[Extracted data entries]
_ _ _ _ _ _ _
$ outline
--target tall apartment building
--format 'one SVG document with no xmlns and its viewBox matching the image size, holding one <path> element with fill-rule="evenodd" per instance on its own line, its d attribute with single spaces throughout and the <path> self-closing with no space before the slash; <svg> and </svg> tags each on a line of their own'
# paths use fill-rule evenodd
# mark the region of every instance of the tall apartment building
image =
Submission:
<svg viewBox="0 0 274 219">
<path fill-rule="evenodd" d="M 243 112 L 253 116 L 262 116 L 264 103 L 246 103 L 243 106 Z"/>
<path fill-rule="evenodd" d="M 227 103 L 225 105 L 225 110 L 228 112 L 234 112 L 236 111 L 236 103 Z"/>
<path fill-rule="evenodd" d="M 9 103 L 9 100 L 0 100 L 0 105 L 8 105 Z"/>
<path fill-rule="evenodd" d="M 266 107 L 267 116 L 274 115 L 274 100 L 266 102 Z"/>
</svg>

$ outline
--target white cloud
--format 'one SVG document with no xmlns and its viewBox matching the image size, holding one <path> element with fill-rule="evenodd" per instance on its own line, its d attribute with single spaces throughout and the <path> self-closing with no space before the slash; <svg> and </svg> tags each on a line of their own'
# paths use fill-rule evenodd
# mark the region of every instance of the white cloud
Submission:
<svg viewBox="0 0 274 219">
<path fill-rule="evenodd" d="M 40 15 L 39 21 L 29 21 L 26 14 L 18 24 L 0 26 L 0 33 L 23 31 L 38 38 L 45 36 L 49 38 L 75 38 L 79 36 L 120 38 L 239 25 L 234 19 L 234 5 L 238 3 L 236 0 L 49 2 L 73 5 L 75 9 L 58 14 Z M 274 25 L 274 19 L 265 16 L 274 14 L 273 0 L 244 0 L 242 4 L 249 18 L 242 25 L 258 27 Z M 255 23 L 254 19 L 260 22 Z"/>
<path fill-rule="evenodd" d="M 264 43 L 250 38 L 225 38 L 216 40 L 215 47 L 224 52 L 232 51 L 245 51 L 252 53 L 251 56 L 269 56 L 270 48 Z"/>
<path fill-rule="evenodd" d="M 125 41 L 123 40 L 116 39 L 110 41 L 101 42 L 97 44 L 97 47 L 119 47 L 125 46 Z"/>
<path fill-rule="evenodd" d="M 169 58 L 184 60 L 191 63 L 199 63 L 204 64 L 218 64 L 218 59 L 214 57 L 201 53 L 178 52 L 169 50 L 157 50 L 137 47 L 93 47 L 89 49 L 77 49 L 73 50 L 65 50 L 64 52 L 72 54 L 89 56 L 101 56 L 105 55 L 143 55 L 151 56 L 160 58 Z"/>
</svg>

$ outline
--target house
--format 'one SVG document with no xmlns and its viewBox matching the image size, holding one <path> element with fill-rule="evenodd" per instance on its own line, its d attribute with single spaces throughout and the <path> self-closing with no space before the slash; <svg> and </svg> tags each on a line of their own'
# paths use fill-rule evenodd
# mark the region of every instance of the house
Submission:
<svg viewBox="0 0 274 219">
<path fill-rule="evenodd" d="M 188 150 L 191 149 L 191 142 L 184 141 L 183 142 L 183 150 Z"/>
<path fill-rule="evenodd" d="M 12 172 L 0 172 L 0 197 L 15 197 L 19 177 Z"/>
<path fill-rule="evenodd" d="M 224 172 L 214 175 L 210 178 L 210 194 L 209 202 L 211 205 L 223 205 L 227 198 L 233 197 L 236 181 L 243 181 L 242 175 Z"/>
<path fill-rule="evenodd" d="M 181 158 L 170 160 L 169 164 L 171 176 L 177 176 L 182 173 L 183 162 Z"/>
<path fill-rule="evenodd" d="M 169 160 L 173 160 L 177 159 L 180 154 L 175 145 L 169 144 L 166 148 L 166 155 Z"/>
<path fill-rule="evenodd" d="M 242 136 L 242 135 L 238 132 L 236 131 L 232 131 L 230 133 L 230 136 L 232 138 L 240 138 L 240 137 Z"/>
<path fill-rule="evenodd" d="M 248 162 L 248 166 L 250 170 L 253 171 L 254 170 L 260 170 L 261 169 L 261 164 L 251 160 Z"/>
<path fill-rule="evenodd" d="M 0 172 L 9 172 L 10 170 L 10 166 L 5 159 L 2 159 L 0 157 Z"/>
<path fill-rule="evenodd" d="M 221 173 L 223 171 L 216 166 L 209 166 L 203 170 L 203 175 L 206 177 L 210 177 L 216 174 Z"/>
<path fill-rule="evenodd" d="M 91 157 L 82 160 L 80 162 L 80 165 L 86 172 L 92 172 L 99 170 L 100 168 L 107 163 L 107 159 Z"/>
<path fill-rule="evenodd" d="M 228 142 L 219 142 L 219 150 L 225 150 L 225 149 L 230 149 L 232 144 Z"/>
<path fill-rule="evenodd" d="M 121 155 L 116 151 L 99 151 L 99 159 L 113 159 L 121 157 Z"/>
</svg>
_ _ _ _ _ _ _
Copy the data above exactly. Every line must be included.

**RESPONSE TO THE EXERCISE:**
$ outline
--target tall apartment building
--format 'one SVG document with no xmlns and its viewBox matching the image size, holding one <path> element with fill-rule="evenodd" per instance on its own line, its d attribute with single spaces throughout and the <path> self-closing with no space before the slash; <svg> and </svg> tags each on a line of their own'
# paths use fill-rule evenodd
# mark the region of every instance of the tall apartment building
image =
Submission:
<svg viewBox="0 0 274 219">
<path fill-rule="evenodd" d="M 243 112 L 253 116 L 262 116 L 264 103 L 246 103 L 243 106 Z"/>
<path fill-rule="evenodd" d="M 227 103 L 225 105 L 225 110 L 228 112 L 234 112 L 236 111 L 236 103 Z"/>
<path fill-rule="evenodd" d="M 9 103 L 9 100 L 0 100 L 0 105 L 8 105 Z"/>
<path fill-rule="evenodd" d="M 266 107 L 267 116 L 274 115 L 274 100 L 266 102 Z"/>
</svg>

$ outline
--target white cloud
--format 'one SVG document with no xmlns and its viewBox matching the image size, holding one <path> element with fill-rule="evenodd" per instance on its own line, its d attribute with single spaces throughout and the <path> self-closing with no space before the slash; <svg> and </svg> tags each on a line of their own'
# paths use fill-rule evenodd
# mark the region of every instance of the white cloud
Submission:
<svg viewBox="0 0 274 219">
<path fill-rule="evenodd" d="M 40 15 L 39 21 L 29 21 L 26 14 L 18 24 L 0 26 L 0 33 L 23 31 L 38 38 L 45 36 L 49 38 L 75 38 L 79 36 L 120 38 L 239 25 L 234 19 L 234 5 L 238 3 L 236 0 L 49 2 L 73 5 L 75 9 L 58 14 Z M 274 25 L 274 19 L 265 16 L 274 14 L 273 0 L 244 0 L 242 4 L 249 18 L 242 25 L 258 27 Z M 255 23 L 254 19 L 260 22 Z"/>
<path fill-rule="evenodd" d="M 264 43 L 250 38 L 225 38 L 216 40 L 215 47 L 224 52 L 232 51 L 245 51 L 252 53 L 251 56 L 269 56 L 270 48 Z"/>
<path fill-rule="evenodd" d="M 125 41 L 123 40 L 116 39 L 110 41 L 101 42 L 97 44 L 97 47 L 119 47 L 125 46 Z"/>
<path fill-rule="evenodd" d="M 169 58 L 184 60 L 191 63 L 199 63 L 204 64 L 218 64 L 218 59 L 214 57 L 201 53 L 178 52 L 169 50 L 157 50 L 137 47 L 93 47 L 89 49 L 77 49 L 73 50 L 65 50 L 64 52 L 72 54 L 89 56 L 101 56 L 105 55 L 143 55 L 151 56 L 160 58 Z"/>
</svg>

$ outline
--target house
--format 'one SVG document with no xmlns and its viewBox matching the image size, holding one <path> element with fill-rule="evenodd" per instance on its own line, its d attribute with single spaces throughout and the <path> self-closing with no space before the slash; <svg> and </svg> tags each on a line of their own'
# paths use fill-rule evenodd
# mark the region of every instance of the house
Submission:
<svg viewBox="0 0 274 219">
<path fill-rule="evenodd" d="M 188 150 L 191 149 L 191 142 L 184 141 L 183 142 L 183 150 Z"/>
<path fill-rule="evenodd" d="M 12 172 L 0 172 L 0 197 L 15 197 L 19 177 Z"/>
<path fill-rule="evenodd" d="M 224 172 L 214 175 L 210 178 L 210 194 L 209 202 L 211 205 L 223 205 L 227 198 L 233 197 L 236 181 L 243 181 L 242 175 Z"/>
<path fill-rule="evenodd" d="M 181 158 L 170 160 L 169 164 L 171 176 L 177 176 L 182 173 L 183 162 Z"/>
<path fill-rule="evenodd" d="M 169 160 L 173 160 L 177 159 L 180 154 L 175 145 L 169 144 L 166 148 L 166 155 Z"/>
<path fill-rule="evenodd" d="M 242 136 L 242 135 L 238 132 L 236 131 L 232 131 L 230 133 L 230 136 L 232 138 L 240 138 L 240 137 Z"/>
<path fill-rule="evenodd" d="M 248 162 L 248 166 L 250 170 L 253 171 L 254 170 L 260 170 L 261 169 L 261 164 L 251 160 Z"/>
<path fill-rule="evenodd" d="M 0 172 L 9 172 L 10 170 L 10 166 L 5 159 L 2 159 L 0 157 Z"/>
<path fill-rule="evenodd" d="M 221 173 L 223 171 L 216 166 L 209 166 L 203 170 L 203 175 L 206 177 L 210 177 L 216 174 Z"/>
<path fill-rule="evenodd" d="M 91 157 L 82 160 L 80 162 L 80 165 L 86 172 L 92 172 L 99 170 L 100 168 L 107 163 L 107 159 Z"/>
<path fill-rule="evenodd" d="M 228 142 L 219 142 L 219 150 L 225 150 L 225 149 L 230 149 L 232 144 Z"/>
<path fill-rule="evenodd" d="M 121 155 L 116 151 L 99 151 L 99 159 L 113 159 L 121 157 Z"/>
</svg>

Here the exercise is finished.